>> Begin

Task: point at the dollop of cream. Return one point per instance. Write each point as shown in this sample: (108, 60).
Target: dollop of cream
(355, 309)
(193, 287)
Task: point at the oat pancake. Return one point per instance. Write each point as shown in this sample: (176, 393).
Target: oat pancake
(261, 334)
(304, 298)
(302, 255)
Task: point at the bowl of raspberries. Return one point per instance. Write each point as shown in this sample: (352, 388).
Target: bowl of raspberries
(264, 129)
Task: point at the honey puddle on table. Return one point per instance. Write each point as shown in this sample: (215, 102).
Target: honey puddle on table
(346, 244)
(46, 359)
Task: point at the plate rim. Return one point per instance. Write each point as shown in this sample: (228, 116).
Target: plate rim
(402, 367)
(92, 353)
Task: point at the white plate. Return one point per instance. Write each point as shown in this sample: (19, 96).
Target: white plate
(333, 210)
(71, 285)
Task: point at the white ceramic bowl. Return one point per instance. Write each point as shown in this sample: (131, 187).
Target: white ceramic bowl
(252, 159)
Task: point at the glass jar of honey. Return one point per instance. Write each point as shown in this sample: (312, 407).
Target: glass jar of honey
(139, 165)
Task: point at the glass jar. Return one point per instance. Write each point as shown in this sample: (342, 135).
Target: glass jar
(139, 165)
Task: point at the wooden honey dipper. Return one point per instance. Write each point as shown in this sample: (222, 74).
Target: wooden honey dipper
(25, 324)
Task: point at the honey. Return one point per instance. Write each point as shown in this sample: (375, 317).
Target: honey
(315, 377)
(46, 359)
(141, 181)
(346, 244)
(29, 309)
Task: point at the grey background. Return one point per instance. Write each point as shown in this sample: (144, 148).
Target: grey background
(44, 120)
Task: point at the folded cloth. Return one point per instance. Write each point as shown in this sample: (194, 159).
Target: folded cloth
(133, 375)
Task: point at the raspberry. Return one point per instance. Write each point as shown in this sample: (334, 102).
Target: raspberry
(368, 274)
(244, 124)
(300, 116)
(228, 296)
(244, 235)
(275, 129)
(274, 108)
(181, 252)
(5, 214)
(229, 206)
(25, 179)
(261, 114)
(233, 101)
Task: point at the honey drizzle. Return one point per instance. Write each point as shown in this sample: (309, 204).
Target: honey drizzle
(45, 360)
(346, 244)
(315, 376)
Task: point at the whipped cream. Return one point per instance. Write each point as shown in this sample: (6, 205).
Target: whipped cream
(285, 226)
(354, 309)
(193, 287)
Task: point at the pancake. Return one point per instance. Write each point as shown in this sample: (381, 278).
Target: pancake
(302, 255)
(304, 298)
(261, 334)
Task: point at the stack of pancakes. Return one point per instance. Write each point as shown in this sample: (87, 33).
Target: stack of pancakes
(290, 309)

>> End

### Written request
Reproduce every one of the records above verbatim, line for line, with no alterations.

### Completed task
Task: point at the dollop of cream. Return one point per instance. Write each point as shown in this sample: (108, 60).
Target: dollop of cream
(355, 309)
(193, 287)
Task: point at the oat pancake. Return one point per instance. Write each point as shown in this sample: (176, 393).
Target: oat pancake
(261, 334)
(304, 298)
(302, 255)
Task: point at the bowl of raspberries. Return one point per instance. Write each point as shown in this sample: (352, 388).
Target: bowl of raspberries
(264, 129)
Task: point at the honey puddle on table. Return one point per instance. Write each point as shown in this sample: (215, 102).
Target: honey puddle on table
(346, 244)
(46, 359)
Task: point at the plate rim. Return one point per instance. Write each point as shown in this sample: (228, 116).
Target: plate rim
(402, 367)
(92, 353)
Task: point at the white plate. Return one point per instance. Write each point as shown in this sample: (19, 96).
Target: white plate
(333, 210)
(71, 285)
Task: point at the white ceramic bowl. Return one point per instance. Write each point as shown in this sample: (131, 187).
Target: white ceramic bowl
(252, 159)
Task: point at the glass jar of honey. Return one point per instance. Write each point as shown in this sample: (312, 407).
Target: glass jar of honey
(139, 165)
Task: point at the glass jar. Return one point per instance. Write each point as shown in this sample: (342, 135).
Target: glass jar
(139, 165)
Task: point at the wooden honey dipper. Return one point per instance. Write each point as shown in this sample: (222, 74).
Target: wooden honey dipper
(25, 324)
Task: point at the honey. Return one point per instance. Write each point as shown in this sample: (375, 317).
Target: honey
(315, 377)
(46, 359)
(141, 181)
(346, 244)
(29, 309)
Task: point at the grey background. Return one point per instance. Write each point as shown in this sample: (144, 148).
Target: grey background
(44, 120)
Task: point at the folded cloth. Return one point per instance. Write each point as shown in this sample: (194, 159).
Target: folded cloth
(133, 375)
Task: point at the raspberry. Return one point per instance. Write each point as shown in this sample: (334, 102).
Target: raspberry
(368, 274)
(244, 124)
(300, 116)
(228, 296)
(244, 235)
(275, 129)
(274, 108)
(181, 252)
(5, 214)
(229, 206)
(25, 179)
(261, 114)
(233, 101)
Task: point at the honey drizzle. Return one point per instance. Write each point as shown in this sample: (309, 204).
Target: honey drizzle
(45, 360)
(346, 244)
(315, 376)
Task: point at the whipped cream. Return one point per instance. Write each point as shown in this sample: (6, 205).
Target: whipped cream
(285, 226)
(354, 309)
(193, 287)
Task: point at the pancake. Return one point per instance. Write each point as shown in this sample: (381, 278).
Target: pancake
(302, 255)
(304, 298)
(261, 334)
Task: point at the stack of pancakes. Return one point per instance. Write each point as shown in this sample: (87, 33).
Target: stack of pancakes
(290, 309)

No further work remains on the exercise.